+++ Selection +++

But if growing your sales and hitting your goals are high on your list of things that occupy your waking (or supposed-to-be-sleeping) hours, please read on.

Why a Great Product Isn’t Enough to Achieve Sales Success

Here is an interesting observation: Most wine and spirits companies need to grow their sales. Some of them quite desperately. The typical methods they deploy to attack this objective almost always involve the same twelve things:

  1. Craft compelling stories to sell their products
  2. Emphasize the features and benefits of their products
  3. Pursue awards and accolades
  4. Spend small fortunes on social media and influencer marketing
  5. Spend even larger fortunes on brand awareness
  6. Pursue liquid-to-lips opportunities
  7. Conduct market blitzes
  8. Create incentives for their distributors
  9. Spend time and money on educating others about their products
  10. Send out promo emails like a curtain of fire
  11. Run FB and IG ads attempting to stimulate eCommerce purchases with a “buy now” CTA
  12. Attend tastings and events

But notice what is conspicuously absent from this list: leveraging technology and data.

This is woefully imprudent because leveraging technology and data will yield FAR more excellent results than any of the items listed above.

And the reason for this oversight is an intense focus on the product itself.

It’s an easy mistake to make.

After all, wine is sexy. Whiskey is seductive. Vodka is silky. Mezcal is smokey. Prosecco is sweet and sparkly. Gin is sophisticated. To NOT talk about these products, you have to tear yourself away from them!

Traction Tramples Tradition

Most wine and spirits salespeople (and marketers) believe if consumers and trade knew more about the product (who made it, where and how it was made, etc.) and had an opportunity to taste it, they would purchase it.

This seems logical on the face of things, but the product, no matter how differentiated and delicious one might think, is simply not enough to sell it successfully. It takes so much more than that.

The “Product” is only one of the five Ps of marketing. By focusing disproportionately and narrowly on the product itself, you risk de-leveraging the OTHER four P’s:

  • Price
  • Promotion
  • Place
  • People

And it’s in relation to these four Ps that technology and data shine.

Accelerating Sales with the “Other 4 P’s”

Whether you like it or not, you operate in one of the planet’s most complex and competitive consumer product categories.

It takes more than a great product to win the sales game.

There will be winners and losers in 2024. If you want to be on the winning side, pay close attention.

The good news is that the data will tell you about everything you need to know. The bad news is that it’s neither fun nor sexy.

+++

Name each drink that the piece on wine and spirits sales describes with a single characterizing phrase, and give the phrase it uses for each one.

+++ Entries shown +++

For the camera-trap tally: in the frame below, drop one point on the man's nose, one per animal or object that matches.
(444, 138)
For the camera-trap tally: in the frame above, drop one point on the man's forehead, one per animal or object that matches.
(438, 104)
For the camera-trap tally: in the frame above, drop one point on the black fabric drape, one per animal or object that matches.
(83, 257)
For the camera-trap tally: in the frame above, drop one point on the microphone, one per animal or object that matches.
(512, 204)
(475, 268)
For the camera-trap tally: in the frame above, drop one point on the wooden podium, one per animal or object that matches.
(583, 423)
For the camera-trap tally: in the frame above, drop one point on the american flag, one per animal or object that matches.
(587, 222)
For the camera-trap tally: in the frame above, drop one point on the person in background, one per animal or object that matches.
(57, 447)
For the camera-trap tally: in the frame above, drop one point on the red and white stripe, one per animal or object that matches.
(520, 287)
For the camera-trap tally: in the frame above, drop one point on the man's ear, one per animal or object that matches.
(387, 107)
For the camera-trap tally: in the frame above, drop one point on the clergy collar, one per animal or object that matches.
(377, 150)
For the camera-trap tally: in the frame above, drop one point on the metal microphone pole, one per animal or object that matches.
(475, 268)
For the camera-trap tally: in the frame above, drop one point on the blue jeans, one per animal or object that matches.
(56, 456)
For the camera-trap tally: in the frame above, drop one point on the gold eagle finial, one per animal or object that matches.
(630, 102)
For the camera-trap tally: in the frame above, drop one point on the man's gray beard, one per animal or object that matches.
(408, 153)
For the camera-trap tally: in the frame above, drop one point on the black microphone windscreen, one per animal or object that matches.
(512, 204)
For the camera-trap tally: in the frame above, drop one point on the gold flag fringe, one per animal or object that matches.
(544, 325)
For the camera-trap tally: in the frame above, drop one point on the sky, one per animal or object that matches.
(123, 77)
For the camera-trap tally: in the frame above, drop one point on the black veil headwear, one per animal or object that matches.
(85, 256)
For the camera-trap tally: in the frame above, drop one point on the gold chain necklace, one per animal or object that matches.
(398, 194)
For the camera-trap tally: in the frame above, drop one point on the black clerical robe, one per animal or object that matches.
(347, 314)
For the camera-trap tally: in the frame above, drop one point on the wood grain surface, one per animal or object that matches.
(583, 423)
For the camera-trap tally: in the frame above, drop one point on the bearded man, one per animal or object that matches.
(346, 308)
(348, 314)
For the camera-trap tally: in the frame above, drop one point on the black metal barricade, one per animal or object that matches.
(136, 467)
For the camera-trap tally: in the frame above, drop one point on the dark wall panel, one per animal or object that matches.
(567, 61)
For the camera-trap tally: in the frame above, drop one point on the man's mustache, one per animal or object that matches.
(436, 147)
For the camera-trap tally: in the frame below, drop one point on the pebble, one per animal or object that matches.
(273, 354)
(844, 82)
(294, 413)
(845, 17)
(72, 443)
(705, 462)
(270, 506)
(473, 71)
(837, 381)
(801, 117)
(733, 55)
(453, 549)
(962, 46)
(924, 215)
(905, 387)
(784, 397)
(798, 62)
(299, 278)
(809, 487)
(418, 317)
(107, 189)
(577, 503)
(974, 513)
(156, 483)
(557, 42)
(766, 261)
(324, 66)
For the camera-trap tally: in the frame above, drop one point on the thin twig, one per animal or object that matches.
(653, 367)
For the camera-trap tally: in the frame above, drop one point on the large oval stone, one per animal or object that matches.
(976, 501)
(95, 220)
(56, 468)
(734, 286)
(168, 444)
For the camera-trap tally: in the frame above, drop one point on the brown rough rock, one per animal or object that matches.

+++
+++ Entries shown +++

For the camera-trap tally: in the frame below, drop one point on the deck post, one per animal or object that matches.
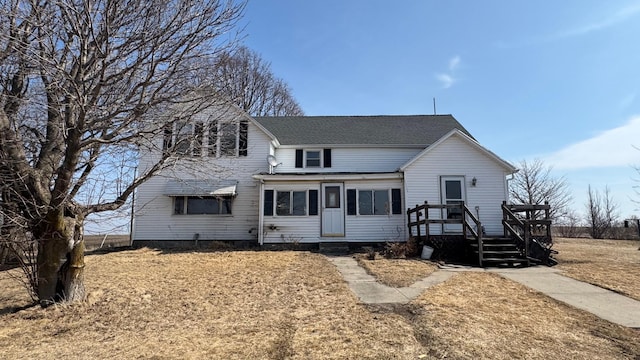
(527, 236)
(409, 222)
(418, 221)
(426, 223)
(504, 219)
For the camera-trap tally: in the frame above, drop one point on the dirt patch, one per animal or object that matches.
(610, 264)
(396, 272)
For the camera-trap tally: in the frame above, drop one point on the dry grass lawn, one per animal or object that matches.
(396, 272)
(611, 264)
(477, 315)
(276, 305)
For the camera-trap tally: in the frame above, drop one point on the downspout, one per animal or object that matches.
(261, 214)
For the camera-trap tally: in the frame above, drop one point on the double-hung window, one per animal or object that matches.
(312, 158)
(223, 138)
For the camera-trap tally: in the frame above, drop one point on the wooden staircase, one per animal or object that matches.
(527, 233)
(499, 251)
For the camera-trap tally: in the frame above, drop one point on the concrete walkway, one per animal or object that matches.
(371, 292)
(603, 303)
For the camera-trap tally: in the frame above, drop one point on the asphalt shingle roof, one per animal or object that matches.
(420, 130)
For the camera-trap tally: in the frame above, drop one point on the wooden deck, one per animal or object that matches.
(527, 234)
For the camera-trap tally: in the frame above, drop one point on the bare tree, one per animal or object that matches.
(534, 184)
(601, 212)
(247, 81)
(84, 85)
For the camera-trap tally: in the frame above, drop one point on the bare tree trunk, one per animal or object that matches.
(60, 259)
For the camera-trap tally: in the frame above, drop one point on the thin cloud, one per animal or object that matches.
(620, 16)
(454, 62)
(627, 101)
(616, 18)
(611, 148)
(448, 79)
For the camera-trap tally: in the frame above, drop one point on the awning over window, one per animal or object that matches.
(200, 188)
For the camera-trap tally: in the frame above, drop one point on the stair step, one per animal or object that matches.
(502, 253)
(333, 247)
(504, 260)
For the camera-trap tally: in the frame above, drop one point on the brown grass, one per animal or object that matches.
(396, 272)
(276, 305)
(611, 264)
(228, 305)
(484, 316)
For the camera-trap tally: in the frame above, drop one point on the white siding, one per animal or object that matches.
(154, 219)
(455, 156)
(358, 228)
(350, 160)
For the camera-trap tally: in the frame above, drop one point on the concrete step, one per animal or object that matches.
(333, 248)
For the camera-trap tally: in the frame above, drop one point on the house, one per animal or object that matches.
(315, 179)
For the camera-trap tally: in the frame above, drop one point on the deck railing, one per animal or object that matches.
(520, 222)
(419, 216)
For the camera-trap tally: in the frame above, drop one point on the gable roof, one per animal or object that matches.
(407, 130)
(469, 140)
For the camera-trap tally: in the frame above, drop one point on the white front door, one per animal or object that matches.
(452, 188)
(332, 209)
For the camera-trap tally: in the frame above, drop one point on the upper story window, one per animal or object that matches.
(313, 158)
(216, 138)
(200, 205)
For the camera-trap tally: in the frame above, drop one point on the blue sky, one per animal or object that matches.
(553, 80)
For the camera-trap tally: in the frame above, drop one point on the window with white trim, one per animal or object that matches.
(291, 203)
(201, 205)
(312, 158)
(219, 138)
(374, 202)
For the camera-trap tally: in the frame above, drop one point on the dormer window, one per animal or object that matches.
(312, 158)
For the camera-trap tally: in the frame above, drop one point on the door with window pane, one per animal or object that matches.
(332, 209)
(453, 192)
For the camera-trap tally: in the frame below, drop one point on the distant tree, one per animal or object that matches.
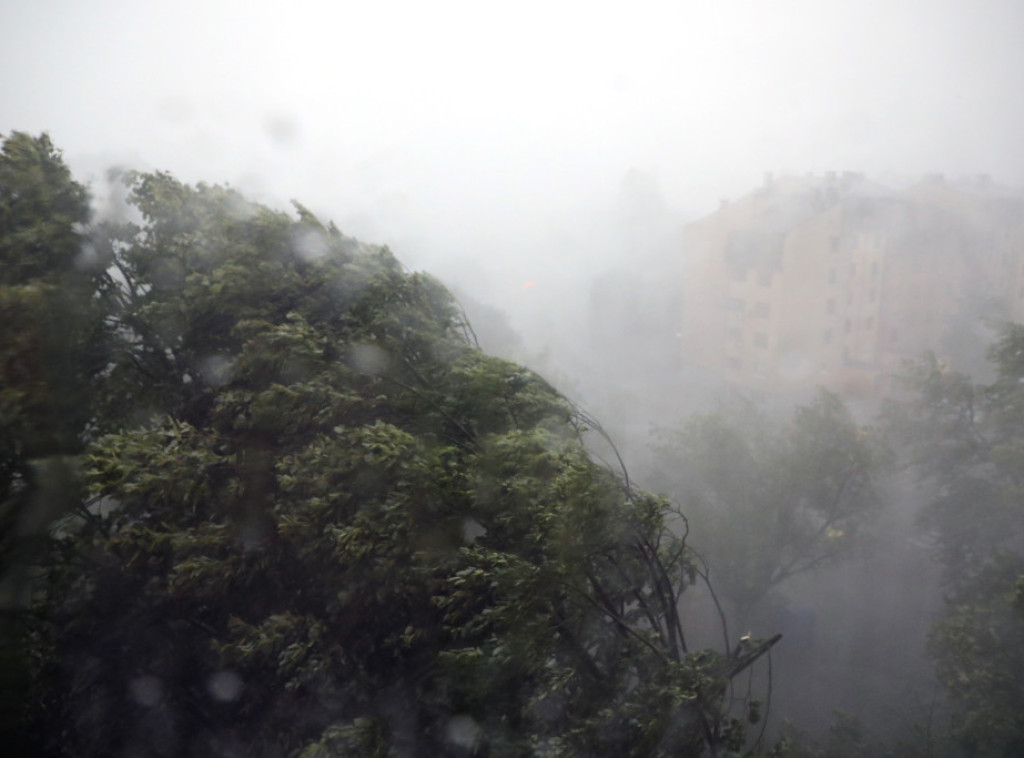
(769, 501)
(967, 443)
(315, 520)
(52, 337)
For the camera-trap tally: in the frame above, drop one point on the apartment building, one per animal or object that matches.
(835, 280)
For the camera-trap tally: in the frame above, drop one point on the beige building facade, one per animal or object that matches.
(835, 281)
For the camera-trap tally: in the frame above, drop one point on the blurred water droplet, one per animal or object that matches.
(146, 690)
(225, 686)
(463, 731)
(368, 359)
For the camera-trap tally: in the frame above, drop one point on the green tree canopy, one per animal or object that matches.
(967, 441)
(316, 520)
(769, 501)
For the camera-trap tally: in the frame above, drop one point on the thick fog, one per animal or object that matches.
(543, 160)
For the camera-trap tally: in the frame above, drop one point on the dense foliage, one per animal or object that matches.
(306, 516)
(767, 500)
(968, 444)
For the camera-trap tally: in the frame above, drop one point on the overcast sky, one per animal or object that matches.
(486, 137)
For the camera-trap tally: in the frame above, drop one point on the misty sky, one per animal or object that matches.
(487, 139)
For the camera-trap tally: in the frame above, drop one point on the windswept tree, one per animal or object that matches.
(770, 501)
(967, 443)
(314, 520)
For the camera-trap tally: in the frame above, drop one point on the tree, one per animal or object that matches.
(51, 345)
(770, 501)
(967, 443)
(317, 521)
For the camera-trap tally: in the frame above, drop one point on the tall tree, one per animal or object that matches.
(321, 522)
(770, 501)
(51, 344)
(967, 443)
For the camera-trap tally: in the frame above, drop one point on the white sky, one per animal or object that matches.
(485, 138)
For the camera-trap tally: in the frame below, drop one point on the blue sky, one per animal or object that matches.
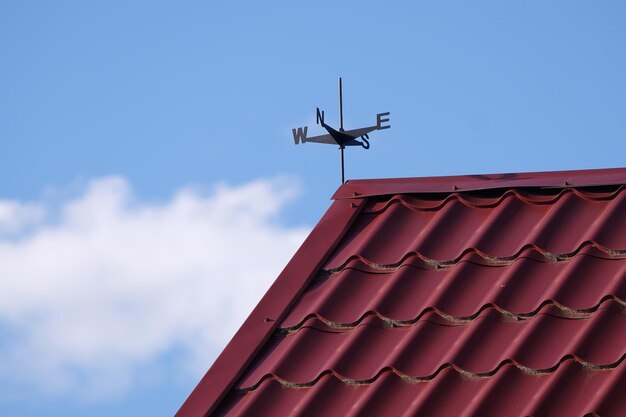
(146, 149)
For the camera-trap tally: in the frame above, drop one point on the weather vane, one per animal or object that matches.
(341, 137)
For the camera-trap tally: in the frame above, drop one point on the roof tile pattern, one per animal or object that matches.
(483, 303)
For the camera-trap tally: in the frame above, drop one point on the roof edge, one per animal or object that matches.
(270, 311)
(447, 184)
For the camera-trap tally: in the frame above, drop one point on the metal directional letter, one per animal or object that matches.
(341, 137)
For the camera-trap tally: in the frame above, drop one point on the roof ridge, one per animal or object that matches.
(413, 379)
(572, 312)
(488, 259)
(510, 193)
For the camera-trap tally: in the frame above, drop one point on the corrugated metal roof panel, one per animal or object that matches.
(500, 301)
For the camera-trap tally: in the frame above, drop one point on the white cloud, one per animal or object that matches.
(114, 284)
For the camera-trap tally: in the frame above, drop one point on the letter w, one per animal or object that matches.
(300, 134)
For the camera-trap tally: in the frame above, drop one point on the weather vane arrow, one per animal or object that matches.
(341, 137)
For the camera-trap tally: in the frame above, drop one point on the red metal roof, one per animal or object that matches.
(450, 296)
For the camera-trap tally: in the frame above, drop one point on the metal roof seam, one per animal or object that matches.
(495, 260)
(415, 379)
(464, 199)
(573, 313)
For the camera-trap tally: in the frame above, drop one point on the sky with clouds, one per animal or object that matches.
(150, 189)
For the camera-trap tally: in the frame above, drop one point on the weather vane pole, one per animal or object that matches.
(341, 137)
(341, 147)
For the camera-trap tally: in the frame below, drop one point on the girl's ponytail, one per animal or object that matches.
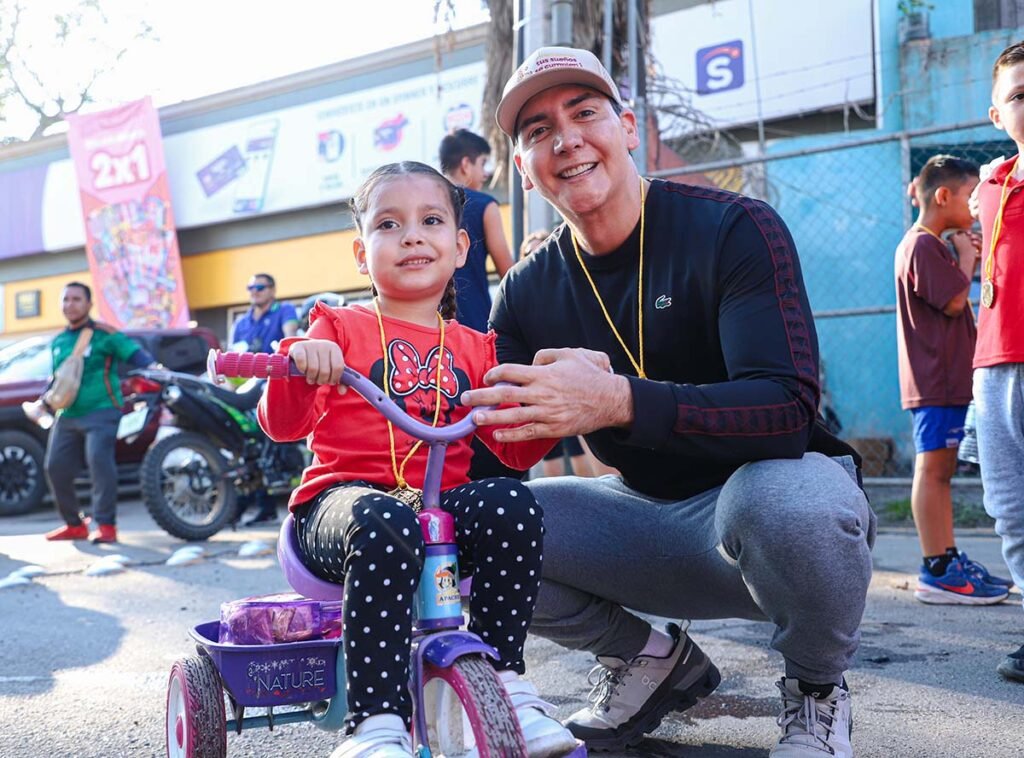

+++
+++ Entries shown +++

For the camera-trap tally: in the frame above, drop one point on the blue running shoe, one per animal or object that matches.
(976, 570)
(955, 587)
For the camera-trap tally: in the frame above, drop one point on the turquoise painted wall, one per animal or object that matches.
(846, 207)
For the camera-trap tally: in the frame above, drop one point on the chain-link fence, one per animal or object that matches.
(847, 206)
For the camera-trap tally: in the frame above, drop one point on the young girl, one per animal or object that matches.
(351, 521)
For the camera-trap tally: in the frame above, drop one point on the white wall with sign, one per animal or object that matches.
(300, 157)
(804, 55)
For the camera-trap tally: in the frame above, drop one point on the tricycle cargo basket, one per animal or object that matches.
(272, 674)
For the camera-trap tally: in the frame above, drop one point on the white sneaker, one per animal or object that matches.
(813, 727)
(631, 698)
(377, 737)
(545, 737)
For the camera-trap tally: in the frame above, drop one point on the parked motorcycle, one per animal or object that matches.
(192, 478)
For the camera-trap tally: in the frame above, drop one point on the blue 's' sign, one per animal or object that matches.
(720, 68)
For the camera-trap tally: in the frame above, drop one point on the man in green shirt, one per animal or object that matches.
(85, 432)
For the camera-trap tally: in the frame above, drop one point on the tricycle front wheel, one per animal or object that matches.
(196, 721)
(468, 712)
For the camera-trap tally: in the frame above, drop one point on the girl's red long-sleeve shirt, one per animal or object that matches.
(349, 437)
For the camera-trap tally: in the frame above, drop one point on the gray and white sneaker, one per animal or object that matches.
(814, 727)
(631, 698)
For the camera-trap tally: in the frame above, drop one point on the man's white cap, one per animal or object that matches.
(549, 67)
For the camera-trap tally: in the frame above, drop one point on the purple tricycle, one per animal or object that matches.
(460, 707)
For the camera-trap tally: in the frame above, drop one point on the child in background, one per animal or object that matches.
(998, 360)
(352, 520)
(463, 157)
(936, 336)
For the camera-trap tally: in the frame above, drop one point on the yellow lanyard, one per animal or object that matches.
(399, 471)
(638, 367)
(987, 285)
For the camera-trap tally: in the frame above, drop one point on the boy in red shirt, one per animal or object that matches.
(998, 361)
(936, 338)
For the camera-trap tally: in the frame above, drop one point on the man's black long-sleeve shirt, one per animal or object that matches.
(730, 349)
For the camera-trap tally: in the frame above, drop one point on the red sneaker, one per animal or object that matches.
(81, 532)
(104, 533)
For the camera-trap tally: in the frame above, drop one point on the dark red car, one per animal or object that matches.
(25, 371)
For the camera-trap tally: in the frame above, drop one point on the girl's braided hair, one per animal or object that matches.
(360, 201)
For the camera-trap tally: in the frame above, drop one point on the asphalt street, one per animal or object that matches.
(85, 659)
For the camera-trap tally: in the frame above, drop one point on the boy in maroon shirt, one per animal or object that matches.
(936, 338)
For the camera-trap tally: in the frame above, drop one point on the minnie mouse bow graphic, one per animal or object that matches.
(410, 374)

+++

=== Solved exercise ===
- Wine: sexy
- Whiskey: seductive
- Vodka: silky
- Mezcal: smokey
- Prosecco: sweet and sparkly
- Gin: sophisticated